■ **WHAT YOU ARE ASKED TO DO**
Return, in their exact form, the lines that lie between the start of the data below and the line containing "Q: Locate the puddle", with both ends included.

■ **Dataset excerpts**
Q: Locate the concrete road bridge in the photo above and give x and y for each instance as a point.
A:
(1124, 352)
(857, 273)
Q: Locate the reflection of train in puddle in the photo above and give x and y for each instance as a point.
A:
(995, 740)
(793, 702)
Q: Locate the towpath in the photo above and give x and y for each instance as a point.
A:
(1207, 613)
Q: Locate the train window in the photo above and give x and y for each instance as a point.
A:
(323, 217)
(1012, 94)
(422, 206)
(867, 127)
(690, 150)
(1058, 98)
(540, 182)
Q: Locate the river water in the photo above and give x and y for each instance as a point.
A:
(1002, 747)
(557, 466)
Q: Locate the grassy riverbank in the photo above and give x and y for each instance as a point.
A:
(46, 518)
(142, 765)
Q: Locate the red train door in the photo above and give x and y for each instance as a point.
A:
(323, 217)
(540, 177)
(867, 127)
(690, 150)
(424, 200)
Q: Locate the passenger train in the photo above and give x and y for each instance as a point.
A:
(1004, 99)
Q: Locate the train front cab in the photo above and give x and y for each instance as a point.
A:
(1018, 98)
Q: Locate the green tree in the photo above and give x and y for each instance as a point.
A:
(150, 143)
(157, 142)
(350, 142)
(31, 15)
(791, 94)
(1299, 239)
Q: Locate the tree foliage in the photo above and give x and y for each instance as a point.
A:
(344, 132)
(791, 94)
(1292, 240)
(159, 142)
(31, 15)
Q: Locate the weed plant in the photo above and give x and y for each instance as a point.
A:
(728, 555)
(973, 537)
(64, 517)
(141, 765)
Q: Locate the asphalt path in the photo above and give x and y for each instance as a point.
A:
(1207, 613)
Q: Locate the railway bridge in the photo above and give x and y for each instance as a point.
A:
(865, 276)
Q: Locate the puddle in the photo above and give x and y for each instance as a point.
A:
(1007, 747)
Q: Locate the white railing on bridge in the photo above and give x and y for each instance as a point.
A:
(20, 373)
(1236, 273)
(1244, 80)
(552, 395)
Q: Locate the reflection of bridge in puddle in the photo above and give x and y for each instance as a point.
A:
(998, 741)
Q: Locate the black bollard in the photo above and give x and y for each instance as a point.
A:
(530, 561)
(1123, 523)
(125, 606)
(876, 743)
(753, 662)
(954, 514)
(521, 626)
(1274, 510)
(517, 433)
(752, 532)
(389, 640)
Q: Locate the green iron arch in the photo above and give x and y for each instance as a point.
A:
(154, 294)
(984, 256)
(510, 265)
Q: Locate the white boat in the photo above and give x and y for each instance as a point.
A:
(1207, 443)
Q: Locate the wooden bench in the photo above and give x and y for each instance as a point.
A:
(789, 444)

■ **ANSWER BOX**
Q: Locate the concrete road bridge in the photo above and give x and y for each instance as a point.
A:
(1124, 352)
(857, 273)
Q: Locate the reflection of train in puddle in the photo above and give x and y for each instance as a point.
A:
(995, 740)
(793, 702)
Q: Locate the towpath in the photo above and give x and y for each instance as a point.
A:
(1207, 613)
Q: Locate the train window in the photo above and give x and y for each instance as a point.
A:
(323, 217)
(1012, 94)
(422, 206)
(867, 127)
(690, 150)
(1058, 98)
(540, 182)
Q: Locate the river water in the photo above and give x and y for each instance as a point.
A:
(1002, 747)
(557, 466)
Q: Locate the grassy riverbank in the photo above and give x and y for each instance as a point.
A:
(46, 518)
(142, 765)
Q: Locate the red train door in the photo above and give x and y for each instance as a point.
A:
(323, 217)
(540, 177)
(867, 127)
(690, 150)
(424, 200)
Q: Locate the passenger train in the photo above and give x and y for each instance as a point.
A:
(1004, 99)
Q: Locate the train front cab in the photo above and give x and y for each instance as a point.
A:
(1018, 98)
Q: Locate the green tree in the photo above and give x and y for each instance as a point.
A:
(150, 143)
(157, 142)
(350, 142)
(31, 15)
(791, 94)
(1299, 239)
Q: Locate the tree foliage in the photo above and give x and y for each instance as a point.
A:
(344, 132)
(791, 94)
(1292, 240)
(159, 142)
(31, 15)
Q: Locate the weed plant in the photo above and give x and y for each instance as a point.
A:
(728, 555)
(973, 537)
(64, 517)
(141, 765)
Q: Locate the asphalt path in the photo above and give x and y for each instance as a point.
A:
(1207, 613)
Q: Locate the railway bridge in the photo above and give x and y for each instance as a point.
A:
(865, 276)
Q: Locate the puddle in the photo above and give x and y for each instance as a point.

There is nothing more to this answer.